_Problem description_.
In the personas document below, to whom does the data-governance director report?

== Extracted text

Personas

This document names the people the Aegir system is built for and the workflows each one needs to complete. It is the gate on the project’s BDD scenarios — every feature file in features/ should identify the persona(s) it serves, and no feature file is considered done until its scenarios describe a workflow recognizable to that persona.

Why persona-first

A scenario that exercises a system component (does the WAL line have the right fields? does the API return 200?) is a wire test. A scenario that exercises a user doing something is a workflow test. The two are not interchangeable. Wire tests catch regressions in plumbing; workflow tests describe the surface the system commits to producing. The Aegir feature suite as of the last project audit consisted almost entirely of wire tests — useful as a regression net, silent on whether anyone could actually use the system to accomplish anything.

This document defines four personas. Each one has a concrete role, a specific surface they interact with, a workflow they need to be able to complete, and a definition of “success.” Feature files derive from personas: when a scenario is written, it should be possible to point at a persona section below and say “this is the workflow that scenario covers.”

Three of the personas are practitioners who iterate on the Aegir-grounded data-governance loop in production. The fourth is an external reviewer whose own published work introduced primitives Aegir uses or extends. The first three want to get their answer; the fourth wants to know whether the answer is defensible. The two framings are complementary; the system needs to serve both.

The personas are intentionally archetypal — not modeled on specific individuals at any organization. Where individuals exist that resemble these archetypes (and they do, in this project’s actual reviewer pool), they remain unnamed by design.

Persona 1 — Data-governance director

Role. Owns the data-governance program at an enterprise. Reports to the CDO (or equivalent). Final approval on what tags get applied to production tables, what compliance constraints get enforced, and what vocabulary the organization formally commits to in its Business Glossary. Accountable upward for governance posture; accountable downward for the catalog.

Surface. The Aegir UI’s leaderboard, run-detail, and coverage views; the published Atlas Business Glossary; the SDG catalog (rendered as templates with cross-context cousining annotations); compliance and provenance reports lifted from lineage.

Daily workflow. Reviews the coverage report from the latest training run (what fraction of the in-scope warehouse can be tagged with the current catalog, where are the systematic gaps). Examines failure clusters that the steward (Persona 2) escalates from day-to-day operations. Approves or revises proposed catalog deltas — new templates, term additions, term revisions. Verifies that approved terms land in the Atlas Business Glossary with their SKOS hierarchies and isA edges to the SDG classification types. Signs off on production tag deployments.

====
== Source data

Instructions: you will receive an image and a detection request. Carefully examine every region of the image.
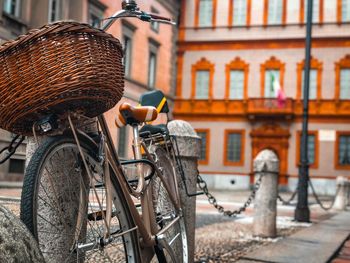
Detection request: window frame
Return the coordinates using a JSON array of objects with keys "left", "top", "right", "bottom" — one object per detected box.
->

====

_Full solution_.
The CDO (or equivalent).